# Start of Document passage

The drinks. Well, to be honest, the malt I would drink with rotten raw camel. What a stunning whisky. Just wow! Blew me away. 

If I may plagiarise myself – to a degree – from part of a piece I did for Quill and Pad, as this is not a distillery which I think many of us will be familiar with. 

Colonel James Moir established the distillery at Sandend Bay in 1875, building it around three mills, one of them described as a ‘rare Scottish windmill’. With his two nephews, Moir exhibited a talent for making quality whisky. In 1892, following the passing of Moir and half of the nephews, the enterprise was sold to Robertson and Baxter and then immediately purchased by Highland Distillers. Reports suggest that it was mothballed between 1907 and 1931, when it was back up and running, with a modern (for the time) revamping around 1959/1960. During WWII, it was partly used as a bakery. 

One report suggested that the owners were keen to make a Speyside-style malt but ‘Glenglassaugh stubbornly remained a Highland character’. This was attributed to the hardness of the local water. Another view is that the whisky produced was extremely complex and worked best as a small component in blends (it happens – every distillery is different). Attempts were apparently made to change the character of the whisky, but to no avail. Consequently, it closed again in 1986 and remained firmly shut (apart from an apparent blip of production in 1998), though the warehouse remained in use. It was in 1998 that the distillery was purchased by a Dutch consortium, but again remained closed until late 2008. 

In 2013, the BenRiach Distillery Company took control (my experiences with BenRiach malts have been very positive). In 2016, Brown-Forman acquired not only the Glenglassaugh Distillery, but also The GlenDronach and BenRiach distilleries. Brown-Forman also owns Jack Daniels.

# End of Document passage

Written exercise 1: From the Glenglassaugh passage, name every company or group that bought or took control of the distillery after Colonel James Moir.
Written exercise 2: Duplicate, word for word, everything in the Glenglassaugh passage from "One report suggested" down to "until late 2008.".

# Start of Source data

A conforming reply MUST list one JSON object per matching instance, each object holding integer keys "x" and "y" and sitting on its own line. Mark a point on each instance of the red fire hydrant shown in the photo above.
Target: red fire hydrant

# End of Source data

Complete output 1:
- Robertson and Baxter
- Highland Distillers
- a Dutch consortium
- the BenRiach Distillery Company
- Brown-Forman

Complete output 2:
One report suggested that the owners were keen to make a Speyside-style malt but ‘Glenglassaugh stubbornly remained a Highland character’. This was attributed to the hardness of the local water. Another view is that the whisky produced was extremely complex and worked best as a small component in blends (it happens – every distillery is different). Attempts were apparently made to change the character of the whisky, but to no avail. Consequently, it closed again in 1986 and remained firmly shut (apart from an apparent blip of production in 1998), though the warehouse remained in use. It was in 1998 that the distillery was purchased by a Dutch consortium, but again remained closed until late 2008.